WHAT THIS TASK INVOLVES:
Among the lines below, copy exactly those from the one with "out like [15,123]." through the one with "out like [57,27].", counting both ends.

[Stored data entries]
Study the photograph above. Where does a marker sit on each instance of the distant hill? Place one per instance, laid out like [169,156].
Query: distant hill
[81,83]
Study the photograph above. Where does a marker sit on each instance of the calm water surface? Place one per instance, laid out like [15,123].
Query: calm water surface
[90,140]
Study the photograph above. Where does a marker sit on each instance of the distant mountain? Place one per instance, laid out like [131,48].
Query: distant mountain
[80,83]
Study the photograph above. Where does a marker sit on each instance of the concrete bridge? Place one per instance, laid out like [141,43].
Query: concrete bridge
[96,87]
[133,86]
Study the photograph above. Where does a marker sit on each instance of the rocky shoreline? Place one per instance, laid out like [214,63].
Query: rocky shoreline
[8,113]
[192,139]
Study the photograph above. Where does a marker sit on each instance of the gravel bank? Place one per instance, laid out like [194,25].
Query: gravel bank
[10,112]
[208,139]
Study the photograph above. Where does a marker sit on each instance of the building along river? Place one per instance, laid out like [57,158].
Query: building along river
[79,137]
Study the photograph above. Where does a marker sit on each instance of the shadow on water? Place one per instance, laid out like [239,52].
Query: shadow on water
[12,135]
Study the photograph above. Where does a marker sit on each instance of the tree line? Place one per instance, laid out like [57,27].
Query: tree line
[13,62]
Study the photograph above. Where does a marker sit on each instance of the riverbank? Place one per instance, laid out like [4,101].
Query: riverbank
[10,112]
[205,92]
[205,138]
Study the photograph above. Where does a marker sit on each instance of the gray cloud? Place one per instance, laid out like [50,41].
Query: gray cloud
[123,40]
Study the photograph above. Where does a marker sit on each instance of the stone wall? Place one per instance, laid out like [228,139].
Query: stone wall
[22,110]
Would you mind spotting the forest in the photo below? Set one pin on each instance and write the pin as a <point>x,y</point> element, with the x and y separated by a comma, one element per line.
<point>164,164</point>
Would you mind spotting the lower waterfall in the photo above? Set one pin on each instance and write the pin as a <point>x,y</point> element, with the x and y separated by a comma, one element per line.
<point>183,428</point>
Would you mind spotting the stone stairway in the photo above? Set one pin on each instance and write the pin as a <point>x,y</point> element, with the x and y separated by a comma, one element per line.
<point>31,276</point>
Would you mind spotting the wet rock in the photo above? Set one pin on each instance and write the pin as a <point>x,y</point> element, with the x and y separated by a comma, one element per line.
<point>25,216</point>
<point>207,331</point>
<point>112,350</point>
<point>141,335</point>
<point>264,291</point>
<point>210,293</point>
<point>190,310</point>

RESPONSE BOX:
Study the photograph above. Where does a marker sit on each instance of the calm water surface? Place one per instance, laid out like [15,123].
Query: calm water surface
[90,140]
Study the photograph above. Where does a marker sit on each instance of the distant mountain? Place one per instance, laid out like [131,48].
Query: distant mountain
[80,83]
Study the photograph above. Where does a marker sit on each instance of the concrete bridge? Place one per instance, laid out like [141,43].
Query: concrete bridge
[96,87]
[133,86]
Study the photograph above. Where does a marker sit on each instance of the rocky shoreline? Place one per instance, laid out like [214,63].
Query: rocky shoreline
[8,113]
[192,139]
Study the photograph above. Where does a marker sit on each instance of the gravel bank? Place one per instance, laid out like [194,25].
Query: gravel bank
[10,112]
[208,139]
Study the photograph above. Where does a marker sit on each instance of the building along river? Place one per instance, laid out like [57,158].
Query: building along river
[79,137]
Study the photograph above. Where does a marker sit on each instance of the shadow on water? Place one per instance, laid out like [239,52].
Query: shadow on water
[12,135]
Study the photograph above. Where does a marker sit on each instance of the tree line? Place one per instance, laid out like [57,27].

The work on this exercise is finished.